**Cosa fare:**
Ricopia parola per parola tutte le righe qui sotto, lasciando fuori le immagini.

**Voci sulla posizione degli oggetti nelle immagini:**
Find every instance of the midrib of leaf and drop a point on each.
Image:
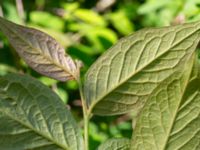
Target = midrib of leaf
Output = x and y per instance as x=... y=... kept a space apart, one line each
x=45 y=56
x=137 y=71
x=180 y=100
x=40 y=134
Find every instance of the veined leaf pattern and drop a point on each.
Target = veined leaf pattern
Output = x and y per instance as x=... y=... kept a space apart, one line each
x=40 y=51
x=33 y=117
x=123 y=78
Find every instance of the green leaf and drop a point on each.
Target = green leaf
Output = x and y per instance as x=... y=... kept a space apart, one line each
x=33 y=117
x=122 y=79
x=115 y=144
x=40 y=51
x=170 y=118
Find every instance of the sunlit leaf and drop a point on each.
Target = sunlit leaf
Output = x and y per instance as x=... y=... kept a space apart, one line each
x=122 y=79
x=33 y=117
x=40 y=51
x=115 y=144
x=170 y=119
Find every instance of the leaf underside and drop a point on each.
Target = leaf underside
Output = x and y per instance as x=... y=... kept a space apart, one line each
x=170 y=119
x=40 y=51
x=122 y=79
x=33 y=117
x=115 y=144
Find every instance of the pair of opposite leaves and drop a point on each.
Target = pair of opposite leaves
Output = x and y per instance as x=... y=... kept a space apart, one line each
x=125 y=76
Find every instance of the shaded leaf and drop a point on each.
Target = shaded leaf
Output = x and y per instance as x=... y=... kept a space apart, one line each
x=170 y=118
x=123 y=78
x=115 y=144
x=33 y=117
x=40 y=51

**Soluzione:**
Find every instance of the midrib of leaf and drop a point on each.
Image:
Target = midrib of leaf
Output = x and y per instance as x=... y=... kept a space apart, one line each
x=45 y=56
x=137 y=71
x=180 y=100
x=40 y=134
Find every instance of the veined leaf pattern and drop a point on each.
Target = veined leaf pattern
Output = x and y per instance as x=... y=... kept a space apart, one line each
x=40 y=51
x=33 y=117
x=123 y=78
Find every instance of the green leaf and drop a point on each.
Target = green leaf
Output = x and y per instance as x=... y=... kept a space apart, one line each
x=33 y=117
x=122 y=79
x=115 y=144
x=40 y=51
x=170 y=118
Find every instance of the sunlit leaf and drop a point on each.
Target = sunlit leaf
Output = x and y per instance as x=... y=... kept a space apart, one line each
x=122 y=79
x=33 y=117
x=40 y=51
x=115 y=144
x=170 y=119
Find every instance of the leaf underside and drop a point on each.
Target = leaf underside
Output = x and y per instance as x=... y=... kept a space apart, one line each
x=170 y=119
x=40 y=51
x=122 y=79
x=33 y=117
x=115 y=144
Find every instance of the pair of opposite leaves and drop a point on each.
Target = pair of opposite leaves
Output = x and y per instance as x=... y=... kept a space apart, one line each
x=125 y=76
Find every instance of the shaded leaf and drop a point on each.
Target = shaded leaf
Output = x and y per instance as x=... y=... kept a space apart, one line each
x=170 y=118
x=123 y=78
x=115 y=144
x=33 y=117
x=40 y=51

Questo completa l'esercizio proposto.